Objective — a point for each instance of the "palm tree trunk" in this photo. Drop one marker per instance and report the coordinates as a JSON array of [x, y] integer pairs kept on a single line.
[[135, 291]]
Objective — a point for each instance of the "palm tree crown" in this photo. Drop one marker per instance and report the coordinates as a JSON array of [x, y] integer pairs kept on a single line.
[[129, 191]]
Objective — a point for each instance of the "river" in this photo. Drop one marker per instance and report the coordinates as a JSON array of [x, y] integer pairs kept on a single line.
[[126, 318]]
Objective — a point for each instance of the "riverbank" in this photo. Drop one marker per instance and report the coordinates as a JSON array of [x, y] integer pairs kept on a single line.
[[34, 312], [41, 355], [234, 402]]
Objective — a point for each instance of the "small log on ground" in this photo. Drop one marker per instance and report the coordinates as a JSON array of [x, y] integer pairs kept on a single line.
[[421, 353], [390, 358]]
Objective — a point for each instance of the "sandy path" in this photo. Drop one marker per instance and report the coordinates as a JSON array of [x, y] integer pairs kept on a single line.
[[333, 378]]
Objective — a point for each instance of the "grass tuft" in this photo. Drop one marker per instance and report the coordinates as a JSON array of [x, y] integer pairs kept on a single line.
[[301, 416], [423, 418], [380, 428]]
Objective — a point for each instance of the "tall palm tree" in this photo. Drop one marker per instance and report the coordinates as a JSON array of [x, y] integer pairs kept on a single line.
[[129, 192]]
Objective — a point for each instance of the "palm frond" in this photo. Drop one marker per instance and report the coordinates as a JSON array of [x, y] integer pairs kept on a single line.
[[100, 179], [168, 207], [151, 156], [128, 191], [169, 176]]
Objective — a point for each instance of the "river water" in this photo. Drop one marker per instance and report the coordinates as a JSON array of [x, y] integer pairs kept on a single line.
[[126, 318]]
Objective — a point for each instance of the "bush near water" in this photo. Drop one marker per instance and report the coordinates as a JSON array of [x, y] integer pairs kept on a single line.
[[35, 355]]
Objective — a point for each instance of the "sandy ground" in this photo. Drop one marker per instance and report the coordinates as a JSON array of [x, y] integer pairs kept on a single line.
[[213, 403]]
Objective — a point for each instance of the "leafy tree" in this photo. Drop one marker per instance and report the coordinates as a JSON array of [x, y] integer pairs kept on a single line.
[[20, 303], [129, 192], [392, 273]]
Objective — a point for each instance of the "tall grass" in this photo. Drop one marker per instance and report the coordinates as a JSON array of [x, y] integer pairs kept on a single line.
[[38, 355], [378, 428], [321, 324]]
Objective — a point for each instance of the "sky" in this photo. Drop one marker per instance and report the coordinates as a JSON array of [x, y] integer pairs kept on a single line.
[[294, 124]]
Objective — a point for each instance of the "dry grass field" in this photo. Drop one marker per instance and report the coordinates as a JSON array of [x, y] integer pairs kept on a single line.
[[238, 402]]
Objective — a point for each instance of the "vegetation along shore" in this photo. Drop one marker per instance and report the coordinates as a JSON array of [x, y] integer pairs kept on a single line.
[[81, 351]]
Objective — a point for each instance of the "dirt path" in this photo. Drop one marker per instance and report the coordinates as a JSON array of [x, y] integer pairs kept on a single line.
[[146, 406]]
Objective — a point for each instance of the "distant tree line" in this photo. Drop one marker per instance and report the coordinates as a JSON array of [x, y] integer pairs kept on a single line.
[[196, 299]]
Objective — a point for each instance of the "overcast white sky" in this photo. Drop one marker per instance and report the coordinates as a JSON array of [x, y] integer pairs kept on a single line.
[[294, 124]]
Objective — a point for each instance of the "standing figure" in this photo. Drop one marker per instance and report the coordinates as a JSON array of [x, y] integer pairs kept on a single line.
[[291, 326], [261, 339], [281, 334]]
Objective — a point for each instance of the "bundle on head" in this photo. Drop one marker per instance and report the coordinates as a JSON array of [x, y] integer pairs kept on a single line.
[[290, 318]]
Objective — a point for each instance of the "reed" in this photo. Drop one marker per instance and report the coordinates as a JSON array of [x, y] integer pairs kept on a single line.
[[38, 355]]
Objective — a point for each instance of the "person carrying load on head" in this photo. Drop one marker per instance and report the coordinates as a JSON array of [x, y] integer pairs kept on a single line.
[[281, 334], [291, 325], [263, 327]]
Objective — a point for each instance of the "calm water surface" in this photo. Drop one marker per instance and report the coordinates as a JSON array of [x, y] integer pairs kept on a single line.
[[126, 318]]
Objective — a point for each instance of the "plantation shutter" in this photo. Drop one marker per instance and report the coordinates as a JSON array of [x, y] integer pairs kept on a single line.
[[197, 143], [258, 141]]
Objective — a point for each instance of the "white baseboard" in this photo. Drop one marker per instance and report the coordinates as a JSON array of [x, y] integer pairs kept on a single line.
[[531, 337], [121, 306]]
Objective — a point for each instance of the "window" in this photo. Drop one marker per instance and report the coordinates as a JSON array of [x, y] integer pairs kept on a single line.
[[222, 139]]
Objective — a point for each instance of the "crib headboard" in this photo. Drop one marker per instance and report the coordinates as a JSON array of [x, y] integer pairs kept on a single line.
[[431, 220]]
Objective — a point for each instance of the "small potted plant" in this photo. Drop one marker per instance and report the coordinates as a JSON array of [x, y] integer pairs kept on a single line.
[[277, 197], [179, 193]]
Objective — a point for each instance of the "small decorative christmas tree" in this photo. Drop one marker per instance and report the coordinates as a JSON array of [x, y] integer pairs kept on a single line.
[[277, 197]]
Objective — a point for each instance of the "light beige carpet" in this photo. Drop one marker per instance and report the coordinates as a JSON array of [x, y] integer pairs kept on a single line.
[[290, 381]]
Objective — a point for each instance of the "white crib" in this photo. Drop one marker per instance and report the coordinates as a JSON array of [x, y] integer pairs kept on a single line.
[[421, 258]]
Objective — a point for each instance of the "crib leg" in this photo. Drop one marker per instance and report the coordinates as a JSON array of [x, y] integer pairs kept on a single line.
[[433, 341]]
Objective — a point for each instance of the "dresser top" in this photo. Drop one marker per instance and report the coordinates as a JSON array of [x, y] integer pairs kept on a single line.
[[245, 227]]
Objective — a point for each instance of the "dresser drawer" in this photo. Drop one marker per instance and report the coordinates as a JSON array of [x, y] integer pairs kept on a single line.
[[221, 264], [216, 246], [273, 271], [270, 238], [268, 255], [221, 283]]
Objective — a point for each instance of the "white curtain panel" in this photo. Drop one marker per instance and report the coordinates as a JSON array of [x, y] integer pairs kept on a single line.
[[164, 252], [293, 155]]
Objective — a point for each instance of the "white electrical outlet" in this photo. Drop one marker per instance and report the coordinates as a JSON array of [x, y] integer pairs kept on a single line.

● Short exercise: Would you write down every record again, exactly?

● The result:
Objective — a point for each instance of the "palm tree trunk" in this photo. Drop one marker per instance and report the coordinates as a JSON array of [x, y] integer pairs kept on a single line.
[[135, 291]]
Objective — a point for each instance of the "palm tree crown" in this photo. Drop one marker per instance and report the coordinates as a JSON array of [x, y] integer pairs kept on a single line.
[[129, 191]]
Objective — a point for each instance of the "river" in this photo. Drop one marker per instance and report the coordinates as a JSON array of [x, y] integer pairs kept on a single line.
[[126, 318]]
Objective — a point for each instance of the "riverbank" in this photo. Drop one marker per instance and report the coordinates as a JSON array of [x, y] integer pairs kept on a single line.
[[34, 312], [41, 355], [234, 402]]
Objective — a point for each instance of the "small log on ground" in this photo. Drop one marker per instance and report the coordinates as a JSON array of [x, y] integer pairs kept on a single line.
[[421, 353], [390, 358]]
Objective — a point for each instance of the "sandy path" in this photo. Drop one marker per instance and report the coordinates as a JSON array of [x, y] integer pairs kept on a single line.
[[333, 378]]
Objective — a point for each instance of the "grass tuft" in this photo. Drop one marker per instance and report the coordinates as a JSON array of [x, y] integer pairs kept on a single line.
[[301, 416], [423, 418], [380, 428]]
Objective — a point for each instance of the "tall palm tree" in this photo. Drop one marker per instance and report the coordinates as a JSON array of [x, y] integer pairs kept on a single line.
[[129, 192]]
Objective — a point for each instance of the "palm frond" in this photo. Drop one marker per instance and report the coordinates as a JSON array of [x, y] integer pairs kept on a single line.
[[100, 179], [168, 207], [151, 156], [128, 191], [169, 176]]
Objective — a point for each instance of the "river water" in this photo. Drop one marker per instance and report the coordinates as a JSON array of [x, y] integer pairs kept on a single line.
[[126, 318]]
Objective — a point for each instance of the "bush near water" in this photo. Drop one marker per instance and report the coordinates as a JSON array of [x, y] integer pairs kept on a single line.
[[35, 355]]
Objective — a point for each instance of the "sandy ground" in this photo. Drop one marker per instance and report the coordinates as a JSON array of [x, y] integer pairs kept on a single line.
[[213, 403]]
Objective — a point for each instance of the "leafy tree" in this photo. Drop one marker per instance and report the coordinates as a JSON array of [x, y] integer pairs kept on a single line.
[[20, 303], [129, 192], [392, 273]]
Objective — a point for each instance of the "tall grass" in this photo. Drop one marker per instance and report the coordinates as a JSON array of [x, y] integer pairs kept on a single line.
[[38, 355], [378, 428], [321, 324]]
Objective — a point for each instance of the "sky" in this photo. Drop one marker per instance and report the coordinates as a JSON array of [x, y] integer pairs kept on a single line.
[[294, 124]]
Objective — a point for each instance of the "dry grass field" in this photo. Drop one marker per instance and report the coordinates as a JSON array of [x, y] integer pairs kept on a single line.
[[238, 402]]
Objective — a point for each instance of the "vegetation along shore" in this photo. Drop one marker per instance and report the coordinates as a JSON array of [x, y] integer pairs kept on a single line.
[[81, 351]]
Objective — a point for each instance of the "dirt path" in this photo. Drop one marker per instance and report the coordinates as a JSON array of [x, y] integer pairs kept on a single line.
[[146, 406]]
Objective — a point for each instance of the "distant tree line" in this photo. Drop one marker per instance and report the coordinates as a JSON array of [x, y] integer pairs kept on a single line.
[[196, 299]]
Objective — a point for each instance of the "overcast white sky" in this photo. Drop one marker per instance and report the coordinates as a JSON array of [x, y] integer pairs kept on a single line.
[[294, 124]]
Objective — a point for each instance of the "standing figure" in this photo. Drop one marker per instance and report the coordinates as a JSON array of [x, y] integer pairs kept on a single line.
[[291, 326], [261, 339], [281, 334]]
Objective — a point for each instance of the "bundle on head" in this photo. Drop one marker per instance and report the coordinates as a JSON array of [x, y] integer pairs kept on a single line.
[[290, 318]]
Objective — a point for each instance of the "reed" in this photo. Drop one marker per instance and report the coordinates as a JSON array of [x, y] integer pairs kept on a single line.
[[38, 355]]
Objective — a point for each instance of the "person carrying load on head" in this photo. Drop one marker per instance and report the coordinates as a JSON array of [x, y] integer pairs kept on a single line.
[[281, 334], [291, 325], [263, 327]]
Objective — a point for each instance of the "calm water surface" in this photo. Drop one marker per instance and report the coordinates as a JSON array of [x, y] integer pairs kept on a single line.
[[126, 318]]
Objective — a point for each instance of the "plantation shutter" in this photo. Drop one marker per instance and report the coordinates as a JSON array of [x, y] integer pairs kept on a single line.
[[197, 143], [258, 141]]
Objective — a point for each instance of the "white baseboard" in this photo. Drop one marker per instance and report the coordinates as a JSON array of [x, y] integer pairs kept on a single line.
[[531, 337], [121, 306]]
Objective — a point for each instance of the "window" in this photo. Drop one marker per instance and report the coordinates as a JSON array of [x, y] integer pairs kept on a single line.
[[222, 139]]
Objective — a point for each instance of the "crib headboard" in this photo. Drop one marker per instance and report the coordinates as a JSON array of [x, y] integer pairs kept on a single line.
[[431, 220]]
Objective — a point for each instance of the "small potted plant" in this photo. Drop one marker per instance and report the coordinates as a JSON array of [x, y] integer pairs kept on a single line.
[[277, 197], [179, 193]]
Objective — a point for each instance of the "small decorative christmas tree" in this photo. Drop one marker per instance and report the coordinates as a JSON array of [x, y] integer pairs kept on a single line.
[[277, 197]]
Objective — a point for each instance of the "light beige carpet" in this photo. Drop one marker per instance and report the coordinates as a JSON array of [x, y] integer pairs kept on a single line.
[[290, 381]]
Objective — a point for each instance of the "white crib" in this photo. Drop one marker per instance and report the coordinates as a JSON array of [x, y] integer pairs kept on a single line.
[[421, 258]]
Objective — a point for each instance of the "crib leg" in this photo. Drop one marker per instance and report the coordinates as a JSON array of [x, y] integer pairs kept on a single line.
[[433, 341]]
Objective — a point for each instance of the "dresser top" in this photo. Drop one marker per instance and report the coordinates as a JSON array of [x, y] integer pairs kept on a single line.
[[245, 227]]
Objective — a point for each instance of the "dresser drawer" in this photo. Drop one marker per instance and report the coordinates as a JSON array of [x, y] integer pairs kept on a single line.
[[221, 264], [216, 246], [273, 271], [270, 238], [268, 255], [221, 283]]
Objective — a point for each instance of the "white curtain panel" in this photo. Drop one marker per instance and report the coordinates as a JSON array of [x, y] integer pairs kept on a single line.
[[164, 252], [293, 155]]
Objective — a point for each instance of the "white electrical outlet" in this photo. Drop one marker per instance and report the coordinates as a JSON array of [x, y] integer pairs kept on a single line.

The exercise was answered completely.